● **Goal**
Copy every one of the records below word for word, in the order given.

● **Extracted records**

■ ■ ■

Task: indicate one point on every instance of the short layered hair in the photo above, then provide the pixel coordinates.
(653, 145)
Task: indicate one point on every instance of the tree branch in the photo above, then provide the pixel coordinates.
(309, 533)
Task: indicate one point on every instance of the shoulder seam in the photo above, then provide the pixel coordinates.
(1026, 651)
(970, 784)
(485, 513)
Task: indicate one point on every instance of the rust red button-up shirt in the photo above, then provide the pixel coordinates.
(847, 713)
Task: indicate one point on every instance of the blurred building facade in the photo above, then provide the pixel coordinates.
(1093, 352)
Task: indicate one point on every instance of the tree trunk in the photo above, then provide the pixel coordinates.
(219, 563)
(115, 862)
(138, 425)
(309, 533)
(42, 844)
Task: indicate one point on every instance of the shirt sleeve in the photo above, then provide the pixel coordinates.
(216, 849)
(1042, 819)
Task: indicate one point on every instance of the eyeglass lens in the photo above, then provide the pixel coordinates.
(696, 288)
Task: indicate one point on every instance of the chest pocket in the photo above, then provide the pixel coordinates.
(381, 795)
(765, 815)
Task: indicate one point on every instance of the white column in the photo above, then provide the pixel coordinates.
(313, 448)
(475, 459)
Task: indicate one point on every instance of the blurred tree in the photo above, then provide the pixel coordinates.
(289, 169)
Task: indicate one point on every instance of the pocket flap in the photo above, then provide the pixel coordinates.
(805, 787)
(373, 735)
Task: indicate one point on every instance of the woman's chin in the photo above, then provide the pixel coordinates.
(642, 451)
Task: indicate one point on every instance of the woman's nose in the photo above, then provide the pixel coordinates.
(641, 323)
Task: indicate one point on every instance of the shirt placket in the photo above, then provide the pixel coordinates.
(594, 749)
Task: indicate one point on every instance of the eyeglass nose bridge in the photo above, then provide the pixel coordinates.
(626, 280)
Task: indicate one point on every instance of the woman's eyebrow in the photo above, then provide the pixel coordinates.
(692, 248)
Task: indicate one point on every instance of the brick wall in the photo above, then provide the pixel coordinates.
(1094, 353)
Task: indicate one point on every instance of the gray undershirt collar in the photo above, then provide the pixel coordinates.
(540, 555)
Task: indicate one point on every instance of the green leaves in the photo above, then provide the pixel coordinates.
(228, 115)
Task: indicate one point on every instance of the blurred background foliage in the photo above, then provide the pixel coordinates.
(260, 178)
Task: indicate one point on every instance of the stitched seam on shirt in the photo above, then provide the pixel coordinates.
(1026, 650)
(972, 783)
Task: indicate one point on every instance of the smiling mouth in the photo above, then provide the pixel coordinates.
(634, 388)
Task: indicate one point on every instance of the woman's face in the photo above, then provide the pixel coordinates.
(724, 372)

■ ■ ■

● **Result of this task**
Task: indicate one point on every instance of the short layered hair in the photo above, then provide the pixel coordinates.
(653, 145)
Task: indicate one point on every instance of the tree branch in the photo above, then provide the pixel coordinates.
(309, 533)
Task: indicate one point on every instance of the shoulder seam in the photo above, then provide the pixel coordinates.
(1026, 651)
(970, 784)
(485, 513)
Task: indicate one point on every instance of the rust red button-up shirt in the photo above, then provide the pixel coordinates.
(847, 713)
Task: indicate one point on every instance of the blurred building facade in the photo above, then provide the pixel coordinates.
(1093, 352)
Task: indicate one point on every instance of the tree trunk in the photo above, then provide the pixel coordinates.
(219, 563)
(115, 862)
(138, 425)
(309, 533)
(42, 844)
Task: indicate one point on every instance of the shirt sleeve in the photo above, then provide the pixel coordinates.
(216, 849)
(1042, 819)
Task: indicate one point on every instance of the eyeglass lens in the photo above, then provide the pixel coordinates.
(696, 288)
Task: indicate one point on every instance of the chest pocket in the photo above, then provide the pixel coordinates.
(381, 795)
(765, 815)
Task: indicate one point on every instance of the white column in the photo above, then provide the pixel coordinates.
(313, 448)
(475, 459)
Task: indicate one point on every instance of the blurred tree in the photo above, then provide the pixel coordinates.
(289, 169)
Task: indicate one point on every instance of the pocket flap in the photo above, then provide the pixel coordinates.
(805, 787)
(373, 735)
Task: indicate one point on every instance of the woman's chin in the photo above, then provide the pixel coordinates.
(642, 451)
Task: indicate one point on every instance of the woman's nose in the photo above, then provide the pixel coordinates.
(641, 323)
Task: indicate one point on every instance of the shirt placket in the photo above, then provide the pixel coordinates.
(594, 749)
Task: indicate one point on every instance of the eyeglass nose bridge in the photo above, then provide the pixel coordinates.
(626, 280)
Task: indicate one point on every instance of the woman's eyebrow in the photo above, then provide the pixel coordinates.
(692, 248)
Task: indicate one point on every instance of the brick wall in the photo above, then provide the pixel coordinates.
(1094, 353)
Task: indicate one point on every instance of the gray undershirt collar in the photo above, then provide the pixel coordinates.
(540, 555)
Task: indicate one point on every instance of the green leaves in the photo above, then provide the pixel coordinates.
(228, 115)
Task: indicate one point on every instance of the blurred background foliage in the photo above, then provide the pixel coordinates.
(260, 178)
Task: indicate one point on every instance of the stitched seam on shirt in the photo above, then provide the pixel coordinates.
(1026, 650)
(972, 783)
Task: indicate one point on every instance of the smiling mouth in the photo above, then provide the pixel coordinates.
(634, 388)
Task: indicate one point on every instance of the woman's face in the photo above, then provide the pixel coordinates.
(724, 372)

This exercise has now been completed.